## TEXTE FOURNI

La loi de finances pour 2019 instaure un nouvel article L64 A du LPF qui créé une nouvelle procédure d’abus de droit permettant à l’administration de considérer comme inopposables des montages ayant un objectif purement fiscal :
« l’Administration est en droit d’écarter, comme ne lui étant pas opposables, les actes qui, recherchant le bénéfice d’une application littérale des textes ou de décisions à l’encontre des objectifs poursuivis par leurs auteurs, ont pour motif principal d’éluder ou d’atténuer les charges fiscales que l’intéressé, si ces actes n’avaient pas été passés ou réalisés, aurait normalement supportées eu égard à sa situation ou à ses activités réelles. (…) »
Ce dispositif s’applique aux rectifications notifiées à compter du 1er janvier 2021 portant sur les actes passés ou réalisés à compter du 1er janvier 2020.
En vertu des dispositions, l’article L 64 du LPF demeure dans les mêmes conditions.
Il existe donc désormais en quelque sorte deux procédures distinctes, l’administration est donc en mesure de fonder son redressement sur l’article L 64 du LPF ou sur l’article L 64 A du LPF.
En vertu de ce nouveau dispositif, deux conditions cumulatives demeurent et doivent être établies par l’administration pour qu’un montage puisse être considéré comme constitutif d’un « abus de droit » pour fraude à la loi : une application littérale des textes ou de décisions à l’encontre des objectifs poursuivis par le législateur et la poursuite d’un but principalement fiscal.

Lignes de données:
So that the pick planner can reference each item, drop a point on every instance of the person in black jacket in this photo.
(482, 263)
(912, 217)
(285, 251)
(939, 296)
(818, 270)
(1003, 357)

## CONSIGNES
(a) Répondez aux questions suivantes à partir du texte sur l'abus de droit.
(i) Quel nouvel article du LPF la loi de finances pour 2019 instaure-t-elle ?
(ii) À compter de quelle date les rectifications doivent-elles être notifiées pour que ce dispositif s'applique ?
(iii) Quelles sont les deux conditions cumulatives que l'administration doit établir ?
(b) Dans le texte sur l'abus de droit, présentez sous forme de liste le paragraphe qui commence par « En vertu de ce nouveau dispositif », en conservant ses informations essentielles.
(c) Recopiez à l'identique le passage du texte sur l'abus de droit qui commence par les mots comprenant « En vertu des » et s'achève sur « but principalement fiscal. ».

## CORRIGÉ DES EXERCICES
(a)
(i) Elle instaure l'article L64 A du LPF.
(ii) Les rectifications doivent être notifiées à compter du 1er janvier 2021.
(iii) L'administration doit établir une application littérale des textes ou de décisions à l'encontre des objectifs poursuivis par le législateur, ainsi que la poursuite d'un but principalement fiscal.

(b)
Selon ce nouveau dispositif, l'administration doit établir deux conditions cumulatives pour qu'un montage soit considéré comme un « abus de droit » pour fraude à la loi :
- une application littérale des textes ou de décisions à l'encontre des objectifs poursuivis par le législateur ;
- la poursuite d'un but principalement fiscal.

(c)
En vertu des dispositions, l’article L 64 du LPF demeure dans les mêmes conditions.
Il existe donc désormais en quelque sorte deux procédures distinctes, l’administration est donc en mesure de fonder son redressement sur l’article L 64 du LPF ou sur l’article L 64 A du LPF.
En vertu de ce nouveau dispositif, deux conditions cumulatives demeurent et doivent être établies par l’administration pour qu’un montage puisse être considéré comme constitutif d’un « abus de droit » pour fraude à la loi : une application littérale des textes ou de décisions à l’encontre des objectifs poursuivis par le législateur et la poursuite d’un but principalement fiscal.